→ **WHAT YOU SHOULD DO**:
Reproduce word for word the portion of the passage on gage calibration starting at "While this may" and ending at "things for themselves.".
── PASSAGE SHOWN
Then, look at a gage list of what they are using and what type of gage management software. Do they have a tool crib? Do they have a lab? Are they sharing gages across the facility?
Finally, what are they looking to improve upon? How involved do they want to be in the process?
One piece of advice may seem common sense but is still worth saying: stop losing gages.
While this may seem like common sense, it is a common problem, Hangartner notes. This is one straightforward way for companies to avoid added costs. Tracking gages within a facility may be difficult for large manufacturers, but losing gages within a facility happens surprisingly often.
Along those lines, Hangartner suggests that companies aim to hold end users accountable for the equipment. This means operators should be educated on how to properly use the gages, thus ensuring they aren’t inadvertently mishandled or mistreated.
Another area requiring customer education is how calibration decisions should be made. The answer is that customers really must decide things for themselves.
As Cox says, “We’re asked to make decisions as a calibration source ourselves that we shouldn’t be making.”
Cox, who was trained by companies that make gages and instruments by working on the shop floor during their manufacture and in their calibration labs in the U.S., UK and Europe, says there are a range of misconceptions about calibration, starting with the selection of the equipment. Companies may be selecting equipment that is overly precise for what they need, he says.
────
── RECORDS SUPPLIED
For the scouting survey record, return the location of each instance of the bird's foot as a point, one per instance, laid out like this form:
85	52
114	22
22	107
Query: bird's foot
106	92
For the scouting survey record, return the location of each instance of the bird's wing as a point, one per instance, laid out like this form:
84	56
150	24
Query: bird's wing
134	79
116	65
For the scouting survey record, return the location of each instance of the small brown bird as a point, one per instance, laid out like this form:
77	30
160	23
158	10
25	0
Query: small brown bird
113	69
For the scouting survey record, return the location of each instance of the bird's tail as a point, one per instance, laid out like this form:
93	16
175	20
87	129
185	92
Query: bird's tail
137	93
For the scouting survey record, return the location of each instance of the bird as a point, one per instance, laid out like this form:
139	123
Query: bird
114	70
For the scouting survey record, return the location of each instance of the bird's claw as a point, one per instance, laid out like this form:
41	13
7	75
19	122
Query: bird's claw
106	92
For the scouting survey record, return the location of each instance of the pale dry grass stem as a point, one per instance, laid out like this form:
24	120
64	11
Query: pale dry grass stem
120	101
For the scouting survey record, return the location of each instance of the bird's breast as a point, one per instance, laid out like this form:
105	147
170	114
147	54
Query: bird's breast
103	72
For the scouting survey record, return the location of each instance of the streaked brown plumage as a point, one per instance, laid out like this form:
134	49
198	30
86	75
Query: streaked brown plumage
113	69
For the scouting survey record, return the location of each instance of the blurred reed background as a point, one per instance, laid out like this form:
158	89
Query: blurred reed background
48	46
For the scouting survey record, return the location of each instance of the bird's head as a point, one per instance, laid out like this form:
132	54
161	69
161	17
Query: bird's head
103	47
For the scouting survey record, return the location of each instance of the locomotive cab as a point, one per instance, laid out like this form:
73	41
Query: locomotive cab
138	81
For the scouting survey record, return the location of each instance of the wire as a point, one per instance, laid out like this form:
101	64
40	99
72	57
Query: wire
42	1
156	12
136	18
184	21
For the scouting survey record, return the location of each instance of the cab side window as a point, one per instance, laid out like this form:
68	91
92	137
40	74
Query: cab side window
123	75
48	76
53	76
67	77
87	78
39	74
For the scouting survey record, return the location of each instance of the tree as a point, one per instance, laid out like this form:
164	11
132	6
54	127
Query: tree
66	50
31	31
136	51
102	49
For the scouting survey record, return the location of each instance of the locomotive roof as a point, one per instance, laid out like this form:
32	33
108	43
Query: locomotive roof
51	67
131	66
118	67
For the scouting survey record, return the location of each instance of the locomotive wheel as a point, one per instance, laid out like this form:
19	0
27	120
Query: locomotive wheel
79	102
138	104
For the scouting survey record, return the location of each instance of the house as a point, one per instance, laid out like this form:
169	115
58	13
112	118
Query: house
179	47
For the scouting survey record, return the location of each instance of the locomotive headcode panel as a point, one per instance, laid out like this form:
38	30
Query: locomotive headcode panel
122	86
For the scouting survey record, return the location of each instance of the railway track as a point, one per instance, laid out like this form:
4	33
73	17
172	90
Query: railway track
────
→ **ANSWER AREA**:
While this may seem like common sense, it is a common problem, Hangartner notes. This is one straightforward way for companies to avoid added costs. Tracking gages within a facility may be difficult for large manufacturers, but losing gages within a facility happens surprisingly often.
Along those lines, Hangartner suggests that companies aim to hold end users accountable for the equipment. This means operators should be educated on how to properly use the gages, thus ensuring they aren’t inadvertently mishandled or mistreated.
Another area requiring customer education is how calibration decisions should be made. The answer is that customers really must decide things for themselves.